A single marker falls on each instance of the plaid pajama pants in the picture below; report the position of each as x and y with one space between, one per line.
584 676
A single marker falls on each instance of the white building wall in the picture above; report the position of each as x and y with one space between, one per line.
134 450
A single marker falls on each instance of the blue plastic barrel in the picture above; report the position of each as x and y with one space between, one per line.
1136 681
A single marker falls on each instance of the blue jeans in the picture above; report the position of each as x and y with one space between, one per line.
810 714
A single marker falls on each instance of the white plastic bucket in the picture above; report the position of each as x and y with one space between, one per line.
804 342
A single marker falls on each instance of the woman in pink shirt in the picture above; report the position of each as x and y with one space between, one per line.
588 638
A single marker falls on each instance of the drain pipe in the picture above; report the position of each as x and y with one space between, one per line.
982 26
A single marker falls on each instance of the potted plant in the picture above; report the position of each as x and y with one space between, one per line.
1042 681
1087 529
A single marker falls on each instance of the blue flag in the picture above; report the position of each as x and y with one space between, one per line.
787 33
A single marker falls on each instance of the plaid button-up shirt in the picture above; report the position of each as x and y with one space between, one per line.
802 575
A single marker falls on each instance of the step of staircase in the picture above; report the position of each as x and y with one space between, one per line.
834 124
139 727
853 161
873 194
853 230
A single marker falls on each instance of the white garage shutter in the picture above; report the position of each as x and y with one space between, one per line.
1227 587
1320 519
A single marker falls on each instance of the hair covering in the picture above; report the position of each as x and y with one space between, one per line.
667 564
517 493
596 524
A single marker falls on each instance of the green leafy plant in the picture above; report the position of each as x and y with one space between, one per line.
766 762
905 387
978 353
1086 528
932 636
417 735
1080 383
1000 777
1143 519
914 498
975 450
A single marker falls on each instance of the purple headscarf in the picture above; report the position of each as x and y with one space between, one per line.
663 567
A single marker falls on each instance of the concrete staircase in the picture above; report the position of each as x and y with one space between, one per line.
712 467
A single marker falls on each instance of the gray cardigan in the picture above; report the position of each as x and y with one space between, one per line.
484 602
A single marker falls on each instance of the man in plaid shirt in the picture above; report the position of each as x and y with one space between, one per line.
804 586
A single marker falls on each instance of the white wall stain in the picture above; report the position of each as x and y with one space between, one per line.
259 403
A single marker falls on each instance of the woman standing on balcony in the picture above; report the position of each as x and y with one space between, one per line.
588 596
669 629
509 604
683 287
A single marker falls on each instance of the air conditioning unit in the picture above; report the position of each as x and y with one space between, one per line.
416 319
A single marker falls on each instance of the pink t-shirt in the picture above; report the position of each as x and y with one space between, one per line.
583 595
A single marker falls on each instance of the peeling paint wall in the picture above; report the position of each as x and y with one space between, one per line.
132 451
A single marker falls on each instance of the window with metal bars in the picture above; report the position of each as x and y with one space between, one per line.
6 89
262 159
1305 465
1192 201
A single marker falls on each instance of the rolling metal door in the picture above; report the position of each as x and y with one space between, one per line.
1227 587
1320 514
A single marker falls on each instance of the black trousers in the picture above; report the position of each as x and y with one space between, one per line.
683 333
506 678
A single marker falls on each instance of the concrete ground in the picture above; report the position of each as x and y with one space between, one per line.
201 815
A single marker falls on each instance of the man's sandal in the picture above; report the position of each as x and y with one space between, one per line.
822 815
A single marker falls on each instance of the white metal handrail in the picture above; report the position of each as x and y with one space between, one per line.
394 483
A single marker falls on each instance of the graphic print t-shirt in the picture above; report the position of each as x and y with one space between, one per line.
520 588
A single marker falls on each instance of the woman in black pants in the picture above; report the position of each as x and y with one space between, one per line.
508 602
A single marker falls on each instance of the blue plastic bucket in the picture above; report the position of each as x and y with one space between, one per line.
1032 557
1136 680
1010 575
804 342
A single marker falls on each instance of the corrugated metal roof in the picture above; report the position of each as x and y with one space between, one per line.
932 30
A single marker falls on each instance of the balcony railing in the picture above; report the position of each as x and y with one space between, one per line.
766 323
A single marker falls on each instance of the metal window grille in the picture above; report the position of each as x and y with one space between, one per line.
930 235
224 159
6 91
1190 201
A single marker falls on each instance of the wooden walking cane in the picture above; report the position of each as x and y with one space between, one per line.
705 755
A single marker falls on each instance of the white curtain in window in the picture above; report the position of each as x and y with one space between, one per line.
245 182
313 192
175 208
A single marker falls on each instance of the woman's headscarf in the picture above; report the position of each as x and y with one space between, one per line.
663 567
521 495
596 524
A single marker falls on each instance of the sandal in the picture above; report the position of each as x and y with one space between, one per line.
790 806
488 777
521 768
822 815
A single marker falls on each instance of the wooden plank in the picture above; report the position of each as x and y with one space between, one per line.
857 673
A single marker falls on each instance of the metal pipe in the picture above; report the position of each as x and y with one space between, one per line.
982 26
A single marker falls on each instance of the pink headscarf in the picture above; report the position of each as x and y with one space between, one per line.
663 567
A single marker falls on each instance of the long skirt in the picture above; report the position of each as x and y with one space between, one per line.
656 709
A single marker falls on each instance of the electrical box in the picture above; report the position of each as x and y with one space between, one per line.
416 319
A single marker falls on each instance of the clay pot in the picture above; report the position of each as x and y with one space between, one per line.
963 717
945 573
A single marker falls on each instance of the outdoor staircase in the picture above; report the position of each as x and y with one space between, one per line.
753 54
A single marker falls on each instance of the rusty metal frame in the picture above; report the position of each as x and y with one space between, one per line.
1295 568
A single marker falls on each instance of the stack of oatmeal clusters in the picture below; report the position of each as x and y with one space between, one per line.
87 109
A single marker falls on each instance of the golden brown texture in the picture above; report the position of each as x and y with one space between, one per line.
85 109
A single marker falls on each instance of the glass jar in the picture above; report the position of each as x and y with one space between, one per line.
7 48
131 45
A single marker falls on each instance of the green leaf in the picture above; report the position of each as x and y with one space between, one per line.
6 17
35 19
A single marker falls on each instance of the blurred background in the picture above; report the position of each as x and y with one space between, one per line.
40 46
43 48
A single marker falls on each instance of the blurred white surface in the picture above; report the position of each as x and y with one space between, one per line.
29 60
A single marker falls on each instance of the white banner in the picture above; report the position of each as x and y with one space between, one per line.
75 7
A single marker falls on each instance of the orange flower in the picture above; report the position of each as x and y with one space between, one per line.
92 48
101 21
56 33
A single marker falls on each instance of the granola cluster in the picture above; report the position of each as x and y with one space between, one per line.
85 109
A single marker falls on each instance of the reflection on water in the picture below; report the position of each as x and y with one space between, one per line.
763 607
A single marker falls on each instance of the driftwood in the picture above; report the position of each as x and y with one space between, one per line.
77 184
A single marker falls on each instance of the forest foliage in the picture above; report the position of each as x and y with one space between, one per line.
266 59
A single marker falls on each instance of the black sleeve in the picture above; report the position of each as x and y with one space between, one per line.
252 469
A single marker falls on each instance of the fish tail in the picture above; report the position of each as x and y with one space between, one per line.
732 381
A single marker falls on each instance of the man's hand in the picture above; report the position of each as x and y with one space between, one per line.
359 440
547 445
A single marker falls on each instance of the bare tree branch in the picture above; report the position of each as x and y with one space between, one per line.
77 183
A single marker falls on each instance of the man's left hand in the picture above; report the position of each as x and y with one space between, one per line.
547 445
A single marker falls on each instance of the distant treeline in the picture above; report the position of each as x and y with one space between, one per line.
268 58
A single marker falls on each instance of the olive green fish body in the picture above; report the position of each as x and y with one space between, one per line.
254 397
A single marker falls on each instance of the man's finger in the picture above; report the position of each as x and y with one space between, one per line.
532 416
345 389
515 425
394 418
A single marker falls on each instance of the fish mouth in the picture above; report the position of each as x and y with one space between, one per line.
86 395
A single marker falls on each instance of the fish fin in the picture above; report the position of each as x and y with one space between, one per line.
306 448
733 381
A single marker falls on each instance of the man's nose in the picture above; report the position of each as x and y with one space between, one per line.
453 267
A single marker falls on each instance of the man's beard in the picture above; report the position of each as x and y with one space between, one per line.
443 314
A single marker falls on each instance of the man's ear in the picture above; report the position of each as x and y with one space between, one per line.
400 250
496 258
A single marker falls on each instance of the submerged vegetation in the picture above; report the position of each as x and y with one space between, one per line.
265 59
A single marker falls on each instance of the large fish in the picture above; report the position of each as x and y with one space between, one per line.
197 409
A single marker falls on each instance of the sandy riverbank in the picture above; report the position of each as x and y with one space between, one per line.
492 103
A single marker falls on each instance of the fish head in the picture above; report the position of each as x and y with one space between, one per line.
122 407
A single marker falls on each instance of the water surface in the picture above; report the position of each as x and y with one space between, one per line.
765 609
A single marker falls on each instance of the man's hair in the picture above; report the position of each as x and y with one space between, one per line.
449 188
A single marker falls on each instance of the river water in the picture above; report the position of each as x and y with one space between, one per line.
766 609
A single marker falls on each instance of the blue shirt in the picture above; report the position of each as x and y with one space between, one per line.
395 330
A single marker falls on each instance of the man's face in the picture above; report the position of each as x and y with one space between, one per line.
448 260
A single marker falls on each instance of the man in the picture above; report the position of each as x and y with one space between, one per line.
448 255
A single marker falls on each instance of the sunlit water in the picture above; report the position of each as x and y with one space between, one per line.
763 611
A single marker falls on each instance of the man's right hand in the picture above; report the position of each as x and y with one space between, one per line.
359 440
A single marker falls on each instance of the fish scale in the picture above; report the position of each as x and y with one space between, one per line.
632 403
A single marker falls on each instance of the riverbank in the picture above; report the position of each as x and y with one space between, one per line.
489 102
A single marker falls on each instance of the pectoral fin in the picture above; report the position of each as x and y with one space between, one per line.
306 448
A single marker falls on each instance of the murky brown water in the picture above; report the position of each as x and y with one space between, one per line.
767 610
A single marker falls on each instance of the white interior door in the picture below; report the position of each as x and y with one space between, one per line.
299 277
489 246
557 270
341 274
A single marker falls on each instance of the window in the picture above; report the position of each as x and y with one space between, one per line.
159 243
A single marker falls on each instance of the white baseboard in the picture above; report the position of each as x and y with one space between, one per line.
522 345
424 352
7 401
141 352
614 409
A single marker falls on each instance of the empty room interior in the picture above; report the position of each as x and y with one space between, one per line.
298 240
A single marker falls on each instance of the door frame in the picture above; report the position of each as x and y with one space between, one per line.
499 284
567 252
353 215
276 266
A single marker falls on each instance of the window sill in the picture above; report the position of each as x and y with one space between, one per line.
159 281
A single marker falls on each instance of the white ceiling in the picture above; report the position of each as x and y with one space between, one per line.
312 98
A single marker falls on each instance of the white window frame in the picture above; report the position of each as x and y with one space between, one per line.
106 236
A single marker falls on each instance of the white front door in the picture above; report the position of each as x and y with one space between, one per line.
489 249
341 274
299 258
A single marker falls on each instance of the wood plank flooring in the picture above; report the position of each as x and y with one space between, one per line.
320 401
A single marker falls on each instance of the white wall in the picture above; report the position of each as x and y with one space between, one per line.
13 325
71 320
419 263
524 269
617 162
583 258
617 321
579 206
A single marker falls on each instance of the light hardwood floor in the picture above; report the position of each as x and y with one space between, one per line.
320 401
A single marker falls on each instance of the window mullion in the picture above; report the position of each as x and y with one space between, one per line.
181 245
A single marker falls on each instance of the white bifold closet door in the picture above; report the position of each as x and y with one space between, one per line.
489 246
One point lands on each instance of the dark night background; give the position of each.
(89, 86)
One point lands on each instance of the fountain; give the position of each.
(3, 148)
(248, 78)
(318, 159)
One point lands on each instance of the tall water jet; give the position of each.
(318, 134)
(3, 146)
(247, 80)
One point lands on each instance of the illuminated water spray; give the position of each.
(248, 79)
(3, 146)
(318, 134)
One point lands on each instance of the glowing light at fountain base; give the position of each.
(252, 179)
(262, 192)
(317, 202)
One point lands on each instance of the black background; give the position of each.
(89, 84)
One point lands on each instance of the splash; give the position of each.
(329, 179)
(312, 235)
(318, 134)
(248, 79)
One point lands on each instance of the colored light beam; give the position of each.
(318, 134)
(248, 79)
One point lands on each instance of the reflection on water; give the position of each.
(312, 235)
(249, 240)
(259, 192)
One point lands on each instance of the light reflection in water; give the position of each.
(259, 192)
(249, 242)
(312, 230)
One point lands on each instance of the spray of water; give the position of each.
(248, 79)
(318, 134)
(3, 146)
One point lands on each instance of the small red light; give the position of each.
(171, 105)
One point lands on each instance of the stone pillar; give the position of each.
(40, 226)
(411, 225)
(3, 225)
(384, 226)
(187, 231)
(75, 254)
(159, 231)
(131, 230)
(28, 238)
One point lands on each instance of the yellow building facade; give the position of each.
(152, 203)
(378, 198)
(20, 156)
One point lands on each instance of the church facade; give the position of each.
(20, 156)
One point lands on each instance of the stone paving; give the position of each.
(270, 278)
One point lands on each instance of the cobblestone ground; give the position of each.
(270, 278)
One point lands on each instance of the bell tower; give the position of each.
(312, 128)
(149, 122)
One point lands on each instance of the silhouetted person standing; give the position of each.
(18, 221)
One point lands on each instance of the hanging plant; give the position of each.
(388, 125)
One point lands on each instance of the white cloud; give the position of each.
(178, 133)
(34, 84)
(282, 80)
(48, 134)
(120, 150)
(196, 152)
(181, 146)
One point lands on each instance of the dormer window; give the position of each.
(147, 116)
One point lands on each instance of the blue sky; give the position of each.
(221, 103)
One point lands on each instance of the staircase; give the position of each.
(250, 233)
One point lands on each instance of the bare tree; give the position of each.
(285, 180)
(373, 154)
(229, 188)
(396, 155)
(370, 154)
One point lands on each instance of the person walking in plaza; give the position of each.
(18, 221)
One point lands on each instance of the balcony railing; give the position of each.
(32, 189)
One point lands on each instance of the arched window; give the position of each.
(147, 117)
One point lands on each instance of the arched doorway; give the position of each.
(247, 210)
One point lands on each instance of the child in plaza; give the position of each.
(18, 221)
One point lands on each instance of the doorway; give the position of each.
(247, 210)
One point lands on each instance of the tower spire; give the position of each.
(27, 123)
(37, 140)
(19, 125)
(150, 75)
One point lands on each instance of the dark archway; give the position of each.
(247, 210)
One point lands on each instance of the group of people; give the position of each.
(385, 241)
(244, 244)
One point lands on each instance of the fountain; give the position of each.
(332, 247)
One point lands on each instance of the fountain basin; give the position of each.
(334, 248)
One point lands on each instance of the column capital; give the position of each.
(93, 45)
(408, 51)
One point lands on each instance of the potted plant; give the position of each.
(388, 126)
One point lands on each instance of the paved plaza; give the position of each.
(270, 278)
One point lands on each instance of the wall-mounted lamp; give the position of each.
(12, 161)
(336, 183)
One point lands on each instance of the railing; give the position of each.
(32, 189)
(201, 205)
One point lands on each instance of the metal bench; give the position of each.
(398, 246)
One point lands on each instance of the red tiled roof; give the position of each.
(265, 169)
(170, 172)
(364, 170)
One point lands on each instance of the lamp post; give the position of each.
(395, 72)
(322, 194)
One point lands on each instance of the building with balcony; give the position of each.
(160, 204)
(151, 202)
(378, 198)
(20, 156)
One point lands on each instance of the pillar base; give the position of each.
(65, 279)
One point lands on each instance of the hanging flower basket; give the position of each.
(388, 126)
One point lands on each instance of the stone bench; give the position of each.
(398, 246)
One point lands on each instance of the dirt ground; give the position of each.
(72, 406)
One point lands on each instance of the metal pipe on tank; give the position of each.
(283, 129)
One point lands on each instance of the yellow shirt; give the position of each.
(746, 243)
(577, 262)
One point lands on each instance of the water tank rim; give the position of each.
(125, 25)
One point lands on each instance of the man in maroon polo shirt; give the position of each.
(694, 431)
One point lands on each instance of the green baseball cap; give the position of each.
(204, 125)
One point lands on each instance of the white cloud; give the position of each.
####################
» PROBLEM STATEMENT: Please provide an exact transcription of each line from the one holding "One point lands on each instance of the column" through the final line of the data above.

» RESPONSE TO THIS TASK:
One point lands on each instance of the column capital; give the position of each.
(93, 45)
(408, 51)
One point lands on each instance of the potted plant; give the position of each.
(388, 126)
One point lands on each instance of the paved plaza; give the position of each.
(270, 278)
One point lands on each instance of the wall-mounted lamp; give the position of each.
(12, 161)
(336, 183)
One point lands on each instance of the railing; give the position of each.
(32, 189)
(201, 205)
One point lands on each instance of the metal bench; give the position of each.
(398, 246)
One point lands on each instance of the red tiled roof; give the position of each.
(265, 169)
(170, 172)
(364, 170)
One point lands on each instance of the lamp post; give the position of each.
(395, 72)
(322, 194)
One point lands on each instance of the building with balcony; give the position of each.
(160, 204)
(151, 202)
(378, 198)
(20, 156)
One point lands on each instance of the pillar base; give the position of each.
(65, 279)
One point lands on each instance of the hanging flower basket; give the position of each.
(388, 126)
One point lands on each instance of the stone bench; give the position of each.
(398, 246)
One point lands on each instance of the dirt ground; give the position of each.
(72, 406)
One point lands on each instance of the metal pipe on tank; give the position of each.
(283, 129)
One point lands on each instance of the yellow shirt; give the position of each.
(746, 243)
(577, 262)
One point lands on each instance of the water tank rim; give the position of each.
(125, 25)
One point lands on each instance of the man in maroon polo shirt; give the position of each.
(694, 431)
One point lands on each instance of the green baseball cap; give the position of each.
(204, 125)
One point lands on each instance of the white cloud; give the position of each.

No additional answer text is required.